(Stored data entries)
┏━━
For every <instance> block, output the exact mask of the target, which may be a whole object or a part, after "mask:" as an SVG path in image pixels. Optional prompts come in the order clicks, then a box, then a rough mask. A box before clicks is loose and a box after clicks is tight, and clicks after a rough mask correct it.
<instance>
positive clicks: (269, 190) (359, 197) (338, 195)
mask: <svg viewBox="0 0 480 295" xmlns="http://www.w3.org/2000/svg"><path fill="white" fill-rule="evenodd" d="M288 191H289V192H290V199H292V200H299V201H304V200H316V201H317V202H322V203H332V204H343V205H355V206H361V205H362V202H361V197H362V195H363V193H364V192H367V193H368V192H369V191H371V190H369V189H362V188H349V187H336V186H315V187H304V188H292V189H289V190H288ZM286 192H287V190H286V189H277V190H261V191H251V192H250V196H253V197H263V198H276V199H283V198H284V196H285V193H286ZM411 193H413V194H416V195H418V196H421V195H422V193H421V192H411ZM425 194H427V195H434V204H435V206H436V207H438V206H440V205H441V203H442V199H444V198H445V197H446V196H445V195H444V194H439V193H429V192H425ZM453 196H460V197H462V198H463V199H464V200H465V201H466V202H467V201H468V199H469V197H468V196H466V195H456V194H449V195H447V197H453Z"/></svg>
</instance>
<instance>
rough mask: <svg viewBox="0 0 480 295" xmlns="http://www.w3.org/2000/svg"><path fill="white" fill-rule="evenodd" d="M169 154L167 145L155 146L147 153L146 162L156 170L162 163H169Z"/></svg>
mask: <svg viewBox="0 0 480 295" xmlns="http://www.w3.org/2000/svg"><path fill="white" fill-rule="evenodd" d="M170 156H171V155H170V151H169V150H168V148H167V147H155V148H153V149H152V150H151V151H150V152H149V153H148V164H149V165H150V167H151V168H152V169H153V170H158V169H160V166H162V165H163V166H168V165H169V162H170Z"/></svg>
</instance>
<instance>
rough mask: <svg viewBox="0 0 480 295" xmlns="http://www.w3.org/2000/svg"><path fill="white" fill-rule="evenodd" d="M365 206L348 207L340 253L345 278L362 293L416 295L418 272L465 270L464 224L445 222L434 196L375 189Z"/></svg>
┗━━
┏━━
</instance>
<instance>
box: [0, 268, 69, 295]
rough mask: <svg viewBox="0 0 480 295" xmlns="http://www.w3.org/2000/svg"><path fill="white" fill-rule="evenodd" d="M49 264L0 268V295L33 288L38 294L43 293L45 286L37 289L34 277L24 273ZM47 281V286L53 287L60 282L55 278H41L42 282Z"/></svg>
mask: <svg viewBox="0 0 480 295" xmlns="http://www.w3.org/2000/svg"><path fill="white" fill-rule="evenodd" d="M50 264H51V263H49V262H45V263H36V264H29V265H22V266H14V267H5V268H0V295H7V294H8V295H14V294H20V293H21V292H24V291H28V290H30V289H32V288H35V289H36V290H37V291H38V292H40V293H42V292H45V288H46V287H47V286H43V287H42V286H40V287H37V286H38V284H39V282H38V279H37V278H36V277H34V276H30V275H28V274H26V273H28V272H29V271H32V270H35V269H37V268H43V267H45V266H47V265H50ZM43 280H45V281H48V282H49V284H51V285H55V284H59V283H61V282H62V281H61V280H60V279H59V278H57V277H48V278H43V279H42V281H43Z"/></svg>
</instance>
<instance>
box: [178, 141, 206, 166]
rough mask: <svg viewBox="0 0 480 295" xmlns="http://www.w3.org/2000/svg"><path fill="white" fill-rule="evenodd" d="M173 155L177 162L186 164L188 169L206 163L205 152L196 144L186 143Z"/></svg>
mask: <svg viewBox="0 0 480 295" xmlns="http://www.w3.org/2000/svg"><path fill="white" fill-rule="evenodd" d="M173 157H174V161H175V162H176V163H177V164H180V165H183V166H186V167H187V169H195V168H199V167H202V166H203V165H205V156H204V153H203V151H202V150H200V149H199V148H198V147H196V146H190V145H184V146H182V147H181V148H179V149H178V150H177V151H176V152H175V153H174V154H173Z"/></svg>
┗━━
┏━━
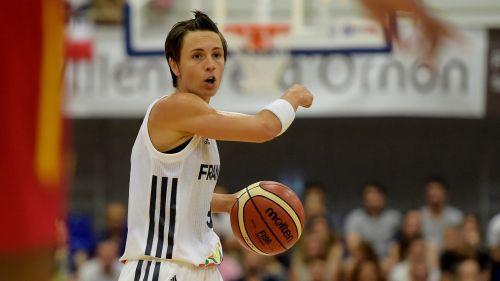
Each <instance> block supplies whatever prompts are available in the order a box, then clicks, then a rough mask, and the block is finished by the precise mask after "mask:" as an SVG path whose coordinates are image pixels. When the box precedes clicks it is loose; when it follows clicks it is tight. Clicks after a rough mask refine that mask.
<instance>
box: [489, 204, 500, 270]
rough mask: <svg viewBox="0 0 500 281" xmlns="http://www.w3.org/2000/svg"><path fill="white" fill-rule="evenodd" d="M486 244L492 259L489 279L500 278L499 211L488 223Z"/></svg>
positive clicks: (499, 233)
┗━━
◆ **Task item**
Can you write out, word for word, the stretch of the items from the line containing "For every <instance>" through the line containing "positive clicks: (269, 190)", with both of those lines included?

◆ **Solution to this exercise**
For every <instance> block, output the exact mask of the target, which may be a whole object or a part, after "mask:" as an SVG path in image pixels. Optional prompts come in the order clicks, then a box, then a rough mask. A box before clicks is loose and a box after clicks is tight, and clicks after a rough mask correct it.
<instance>
positive clicks: (269, 190) (359, 197) (338, 195)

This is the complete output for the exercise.